**Short task**
Your task is to extract every line from the material below exactly.
***** Rows
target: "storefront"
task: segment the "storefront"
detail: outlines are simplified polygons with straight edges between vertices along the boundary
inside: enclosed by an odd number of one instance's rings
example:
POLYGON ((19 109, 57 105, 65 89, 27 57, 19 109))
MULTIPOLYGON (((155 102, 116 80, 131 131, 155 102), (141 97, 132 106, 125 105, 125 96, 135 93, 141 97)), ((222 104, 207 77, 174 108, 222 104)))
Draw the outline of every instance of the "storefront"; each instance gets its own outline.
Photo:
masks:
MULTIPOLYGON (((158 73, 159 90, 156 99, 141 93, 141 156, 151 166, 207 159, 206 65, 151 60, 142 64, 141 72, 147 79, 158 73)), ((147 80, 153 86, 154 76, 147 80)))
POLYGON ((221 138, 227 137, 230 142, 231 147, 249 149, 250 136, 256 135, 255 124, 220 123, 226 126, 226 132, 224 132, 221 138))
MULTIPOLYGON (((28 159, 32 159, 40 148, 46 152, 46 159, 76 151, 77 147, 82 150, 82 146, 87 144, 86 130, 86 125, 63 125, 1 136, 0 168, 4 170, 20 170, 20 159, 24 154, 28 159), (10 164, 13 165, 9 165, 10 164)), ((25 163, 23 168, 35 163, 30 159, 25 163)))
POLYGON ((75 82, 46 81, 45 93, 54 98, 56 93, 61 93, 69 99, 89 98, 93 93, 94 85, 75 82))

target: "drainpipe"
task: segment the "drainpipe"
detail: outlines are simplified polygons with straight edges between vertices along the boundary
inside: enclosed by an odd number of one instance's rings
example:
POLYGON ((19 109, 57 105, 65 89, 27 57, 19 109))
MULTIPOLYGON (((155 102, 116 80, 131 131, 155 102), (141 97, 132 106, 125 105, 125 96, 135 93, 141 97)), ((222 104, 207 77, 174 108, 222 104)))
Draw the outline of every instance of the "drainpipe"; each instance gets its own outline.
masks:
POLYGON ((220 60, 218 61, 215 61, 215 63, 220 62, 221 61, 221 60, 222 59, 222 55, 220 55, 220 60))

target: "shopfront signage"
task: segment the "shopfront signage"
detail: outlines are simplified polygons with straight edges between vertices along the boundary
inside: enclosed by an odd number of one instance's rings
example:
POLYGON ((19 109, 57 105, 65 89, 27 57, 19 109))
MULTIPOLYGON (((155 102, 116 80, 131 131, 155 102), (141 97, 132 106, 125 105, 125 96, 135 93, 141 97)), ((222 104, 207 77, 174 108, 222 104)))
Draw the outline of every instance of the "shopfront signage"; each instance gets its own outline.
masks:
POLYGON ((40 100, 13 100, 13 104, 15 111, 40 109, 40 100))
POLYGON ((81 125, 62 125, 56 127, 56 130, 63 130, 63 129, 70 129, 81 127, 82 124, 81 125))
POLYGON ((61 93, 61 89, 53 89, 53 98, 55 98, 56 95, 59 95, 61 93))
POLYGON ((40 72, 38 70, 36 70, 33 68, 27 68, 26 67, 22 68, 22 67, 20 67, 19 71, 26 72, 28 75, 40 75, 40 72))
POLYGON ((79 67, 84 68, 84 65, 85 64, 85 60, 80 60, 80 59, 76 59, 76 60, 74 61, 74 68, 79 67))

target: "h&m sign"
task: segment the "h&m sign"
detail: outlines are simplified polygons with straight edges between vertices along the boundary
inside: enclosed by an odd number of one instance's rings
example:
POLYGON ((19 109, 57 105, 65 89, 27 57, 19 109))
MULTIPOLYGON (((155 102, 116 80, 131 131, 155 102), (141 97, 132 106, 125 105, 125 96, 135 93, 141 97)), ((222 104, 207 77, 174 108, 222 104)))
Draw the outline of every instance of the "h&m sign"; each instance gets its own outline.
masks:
**********
**Final answer**
target: "storefront"
task: segment the "storefront"
detail: outlines are simplified polygons with straight edges between vertices along the boundary
inside: enclosed by an odd number of one instance's rings
example:
POLYGON ((19 109, 57 105, 65 89, 27 57, 19 109))
MULTIPOLYGON (((155 102, 116 80, 131 131, 155 102), (141 97, 132 106, 125 105, 125 96, 135 93, 141 97)), ((222 104, 207 77, 174 108, 222 104)))
Draw the outline of every instance of the "storefront"; each instance gets its own outline.
Photo:
masks:
MULTIPOLYGON (((158 73, 159 90, 156 99, 141 93, 141 156, 151 166, 207 159, 206 65, 151 60, 142 64, 141 72, 147 79, 158 73)), ((147 80, 153 86, 154 76, 147 80)))
POLYGON ((221 138, 227 137, 230 142, 231 147, 249 149, 250 136, 256 135, 255 124, 220 123, 226 126, 226 132, 224 132, 221 138))
MULTIPOLYGON (((28 159, 32 159, 40 148, 46 152, 46 159, 76 151, 77 147, 82 150, 82 146, 87 144, 86 130, 86 125, 63 125, 1 136, 0 168, 4 170, 20 170, 20 159, 24 154, 28 159), (10 164, 13 165, 9 165, 10 164)), ((25 163, 23 168, 35 163, 30 159, 25 163)))
POLYGON ((75 82, 46 81, 45 93, 54 98, 56 93, 61 93, 69 99, 89 98, 93 93, 94 85, 75 82))

target: "drainpipe"
task: segment the "drainpipe"
detail: outlines are simplified polygons with straight edges between vertices along the boundary
inside: enclosed by an odd number of one instance's rings
example:
POLYGON ((19 109, 57 105, 65 89, 27 57, 19 109))
MULTIPOLYGON (((155 102, 116 80, 131 131, 155 102), (141 97, 132 106, 125 105, 125 96, 135 93, 141 97)), ((222 104, 207 77, 174 108, 222 104)))
Draw the outline of every instance of the "drainpipe"; each instance gets its own outline.
masks:
POLYGON ((220 60, 218 61, 215 61, 215 63, 220 62, 221 61, 221 60, 222 59, 222 55, 220 55, 220 60))

target: "shopfront signage"
task: segment the "shopfront signage"
detail: outlines are simplified polygons with straight edges between vertices along the boundary
inside: enclosed by an odd number of one instance's rings
example:
POLYGON ((19 109, 57 105, 65 89, 27 57, 19 109))
MULTIPOLYGON (((155 102, 116 80, 131 131, 155 102), (141 97, 132 106, 125 105, 125 96, 135 93, 141 97)), ((222 104, 207 77, 174 108, 222 104)))
Draw the outline of every instance of the "shopfront signage"; each instance gets its own outline.
masks:
POLYGON ((40 100, 13 100, 13 104, 15 111, 40 109, 40 100))
POLYGON ((81 125, 62 125, 56 127, 56 130, 63 130, 63 129, 70 129, 81 127, 82 124, 81 125))
POLYGON ((61 93, 61 89, 53 89, 53 98, 55 98, 56 95, 59 95, 61 93))
POLYGON ((40 72, 38 70, 36 70, 33 68, 27 68, 26 67, 22 68, 22 67, 20 67, 19 71, 26 72, 28 75, 40 75, 40 72))
POLYGON ((79 67, 84 68, 84 65, 85 64, 85 60, 80 60, 80 59, 76 59, 76 60, 74 61, 74 68, 79 67))

target: "h&m sign"
task: segment the "h&m sign"
detail: outlines are simplified polygons with straight edges between vertices along the boundary
inside: enclosed by an odd number of one instance's rings
example:
POLYGON ((19 109, 57 105, 65 89, 27 57, 19 109))
MULTIPOLYGON (((155 102, 116 80, 131 131, 155 102), (141 97, 132 106, 125 105, 125 96, 135 93, 141 97)), ((222 104, 207 77, 174 108, 222 104)))
Draw the outline of every instance of the "h&m sign"; each instance gets its own outline.
masks:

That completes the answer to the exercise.